Excerpts from a detection dataset
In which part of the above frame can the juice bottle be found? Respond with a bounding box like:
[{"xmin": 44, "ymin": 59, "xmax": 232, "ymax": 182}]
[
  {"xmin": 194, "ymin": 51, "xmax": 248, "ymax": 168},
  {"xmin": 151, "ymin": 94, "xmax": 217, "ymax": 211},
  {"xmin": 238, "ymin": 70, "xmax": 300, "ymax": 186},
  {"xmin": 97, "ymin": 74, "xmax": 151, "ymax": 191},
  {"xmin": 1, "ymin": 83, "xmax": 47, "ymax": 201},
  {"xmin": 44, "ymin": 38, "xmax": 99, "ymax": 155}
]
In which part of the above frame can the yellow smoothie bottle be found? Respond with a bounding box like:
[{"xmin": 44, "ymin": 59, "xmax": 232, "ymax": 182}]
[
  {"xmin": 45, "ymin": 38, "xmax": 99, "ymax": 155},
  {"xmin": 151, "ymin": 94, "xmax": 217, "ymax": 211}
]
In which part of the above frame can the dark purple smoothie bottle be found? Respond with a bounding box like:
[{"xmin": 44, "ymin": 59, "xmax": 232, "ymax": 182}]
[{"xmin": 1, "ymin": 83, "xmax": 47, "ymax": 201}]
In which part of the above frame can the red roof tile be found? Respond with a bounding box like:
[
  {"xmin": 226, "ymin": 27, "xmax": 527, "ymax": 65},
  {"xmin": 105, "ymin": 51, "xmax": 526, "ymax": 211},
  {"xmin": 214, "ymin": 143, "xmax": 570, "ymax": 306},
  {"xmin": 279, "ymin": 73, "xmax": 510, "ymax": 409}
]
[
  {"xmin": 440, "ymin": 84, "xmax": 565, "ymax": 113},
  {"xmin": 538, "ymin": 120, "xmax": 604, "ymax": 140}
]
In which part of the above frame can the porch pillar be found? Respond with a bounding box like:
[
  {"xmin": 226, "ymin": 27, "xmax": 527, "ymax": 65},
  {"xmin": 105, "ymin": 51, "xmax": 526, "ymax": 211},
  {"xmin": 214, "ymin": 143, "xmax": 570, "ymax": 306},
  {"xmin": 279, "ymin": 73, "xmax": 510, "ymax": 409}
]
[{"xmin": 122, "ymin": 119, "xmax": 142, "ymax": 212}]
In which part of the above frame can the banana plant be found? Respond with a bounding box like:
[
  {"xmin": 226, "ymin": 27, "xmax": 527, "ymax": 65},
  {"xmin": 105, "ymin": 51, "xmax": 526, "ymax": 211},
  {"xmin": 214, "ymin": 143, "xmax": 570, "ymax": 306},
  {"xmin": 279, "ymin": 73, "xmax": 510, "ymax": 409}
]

▶ [Exercise objective] Copy out the material above line for line, with no changes.

▶ [Completed task]
In which part of the above frame can the juice bottle be found? Respond with a bounding box like:
[{"xmin": 44, "ymin": 59, "xmax": 232, "ymax": 182}]
[
  {"xmin": 194, "ymin": 51, "xmax": 248, "ymax": 168},
  {"xmin": 151, "ymin": 94, "xmax": 217, "ymax": 211},
  {"xmin": 238, "ymin": 70, "xmax": 300, "ymax": 186},
  {"xmin": 97, "ymin": 74, "xmax": 151, "ymax": 191},
  {"xmin": 1, "ymin": 83, "xmax": 47, "ymax": 201},
  {"xmin": 44, "ymin": 38, "xmax": 99, "ymax": 155}
]
In which part of the above frame can the yellow smoothie bottle be found? Respond with a bounding box like:
[{"xmin": 44, "ymin": 59, "xmax": 232, "ymax": 182}]
[
  {"xmin": 45, "ymin": 38, "xmax": 99, "ymax": 155},
  {"xmin": 151, "ymin": 94, "xmax": 217, "ymax": 211}
]
In which part of the above frame can the dark purple smoothie bottle be found? Respond with a bounding box like:
[{"xmin": 44, "ymin": 59, "xmax": 232, "ymax": 182}]
[{"xmin": 1, "ymin": 83, "xmax": 47, "ymax": 201}]
In which part of the above frame can the red roof tile be found? Respond with a bounding box like:
[
  {"xmin": 226, "ymin": 27, "xmax": 527, "ymax": 65},
  {"xmin": 105, "ymin": 51, "xmax": 526, "ymax": 211},
  {"xmin": 214, "ymin": 143, "xmax": 570, "ymax": 306},
  {"xmin": 279, "ymin": 73, "xmax": 510, "ymax": 409}
]
[
  {"xmin": 440, "ymin": 84, "xmax": 565, "ymax": 113},
  {"xmin": 538, "ymin": 120, "xmax": 604, "ymax": 140}
]
In which part of the above frame can the porch pillar be found? Respond with a bounding box like:
[
  {"xmin": 226, "ymin": 27, "xmax": 527, "ymax": 65},
  {"xmin": 105, "ymin": 51, "xmax": 526, "ymax": 211},
  {"xmin": 214, "ymin": 143, "xmax": 570, "ymax": 306},
  {"xmin": 279, "ymin": 73, "xmax": 510, "ymax": 409}
]
[{"xmin": 122, "ymin": 119, "xmax": 142, "ymax": 212}]
In which part of the above frame can the banana plant be found? Respond with a bounding box like:
[
  {"xmin": 226, "ymin": 27, "xmax": 527, "ymax": 65},
  {"xmin": 105, "ymin": 51, "xmax": 526, "ymax": 211},
  {"xmin": 214, "ymin": 143, "xmax": 570, "ymax": 306},
  {"xmin": 279, "ymin": 73, "xmax": 510, "ymax": 409}
]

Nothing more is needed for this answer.